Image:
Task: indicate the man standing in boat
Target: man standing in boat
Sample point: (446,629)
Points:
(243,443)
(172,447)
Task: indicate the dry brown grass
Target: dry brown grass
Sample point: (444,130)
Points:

#### WHAT TO DO:
Output every line of the listing above again, with nothing changed.

#### CORRECT ANSWER:
Image:
Task: indicate the man standing in boat
Target: man standing in boat
Sample point: (446,629)
Points:
(243,443)
(172,447)
Task: indicate the dry brown grass
Target: dry brown grass
Sample point: (444,130)
Points:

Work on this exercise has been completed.